SOURCE EXCERPT.
'''

We felt that since we’ve started exposing this beautiful craft over the last few months to our followers that now is as perfect time as ever to educate and inform current knife users as well as prospective followers about making an educated decision. If you would still like to make a purchase based on visual perception, please ignore this post. Or read it.

 

Sharpness is arguably the most important characteristic of any Japanese knife. The sharpness of the knife is dependent on various factors which includes the angle of the edge, the thinness of the blade and the hardness of the steel. We understand that it’s difficult to cut without a handle but are you really going cut a tomato to 1mm slices with a bladeless handle or a handles blade? We thought as much.

 

For now, we will be focusing on the steel and the various types of steel used to produce Japanese knives. Hardness of steel is measured on the Rockwell Scale. While it is a very comprehensive subject to discuss the basic principle is that a higher Rockwell rating implies that the steel is relatively harder than a lower, softer Rockwell rating. Harder steels normally retain their edge for a longer period whereas softer knives are easier to sharpen with a shorter blade retention time. Softer steels are less brittle but is not as sharp as harder steel knives.

 

First on our types of steel list is VG-10 (V-Gold 10) steel, probably the most used by kitchen knife craftsmen. The reason for its popularity is evident, the edge retention on these knives are amazing and the steel itself is corrosion resistant. VG-10’s composition also allows for incredible designs on the blade itself which adds to the authenticity of the knife and the maker to express their creativeness. Even though VG-10 is a very durable steel it is still prone to chipping because of its hardness but with careful use and respect for the blade this should not be an issue. VG-10 is a High Carbon Stainless Steel.

 

Next up is White Steel (Shirogami Steel) which is the purest carbon steel of them all. White steel is named for the white paper over the steel in the Hitachi factory. White Steel can be incredibly hardened which allows for a very sharp if not the sharpest edges, good edge retention and is relatively easier to sharpen than other steels. White Steel knives are more prone to corrosion, but a lot of knife wielders feels the corrosion adds to the character of the knife. The hardness also leads to brittleness in the blade which makes it easier to wear or chip. White steel comes in 3 variations namely Shirogami #1, Shirogami #2 and Shirogami #3. #2 is the most used in knives. #1 can be hardened more than #2 and #3 but this means it’s the most brittle. #3 is the toughest White Steel and hardest to chip. #2 is most recommended for first time traditional Japanese knife users.

'''

WHAT IS ASKED.
**A)** Retype the passage on Japanese knife steel word for word, starting with "We felt that" and going on through "Or read it.".
**B)** Pick up the passage on Japanese knife steel after its final sentence and keep writing it.

DATA.
'''

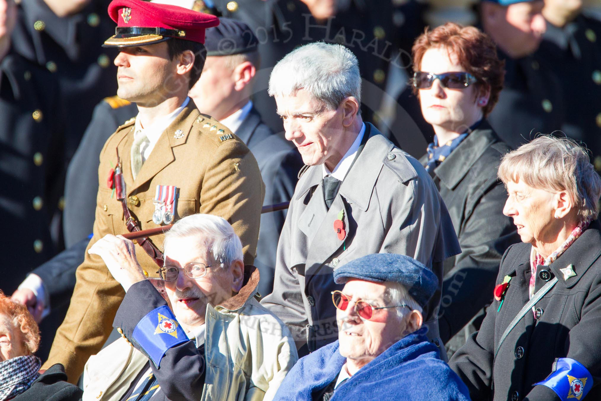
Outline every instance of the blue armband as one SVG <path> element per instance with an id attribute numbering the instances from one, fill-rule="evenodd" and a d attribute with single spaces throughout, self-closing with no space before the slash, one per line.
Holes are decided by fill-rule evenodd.
<path id="1" fill-rule="evenodd" d="M 160 364 L 168 349 L 189 341 L 171 310 L 165 305 L 142 317 L 132 335 L 156 366 Z"/>
<path id="2" fill-rule="evenodd" d="M 552 390 L 562 401 L 572 398 L 579 400 L 593 388 L 593 376 L 576 360 L 559 358 L 553 363 L 551 374 L 532 385 L 539 384 Z"/>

'''

ANSWERS IN ORDER.
**A)**
We felt that since we’ve started exposing this beautiful craft over the last few months to our followers that now is as perfect time as ever to educate and inform current knife users as well as prospective followers about making an educated decision. If you would still like to make a purchase based on visual perception, please ignore this post. Or read it.

**B)**
Blue steel (Aogami Steel) is essentially White Steel but has some added elements which enhances the blade and gives it a different character. Blue steel is named for the blue paper over the steel in the Hitachi factory. Blue like White is a carbon and carbon steels are reactive to corrosion when used but Blue not as much as White. Blue Steel was designed specifically for knives and has a supreme edge retention but is not as hard as White which means the edge will not be as sharp but also more difficult to chip. Blue Steel is more difficult to sharpen but cuts better than White when dull. Blue Steel also comes in 3 variations: Aogami #1, Aogami #2 and Aogami Super. Aogami Super/Blue Super is one of the greatest Japanese carbon steels. It has excellent edge retention, can achieve satisfactory edge sharpness but the steel can be extremely hard without being too brittle. Aogami Super is highly rated by knife makers around the world.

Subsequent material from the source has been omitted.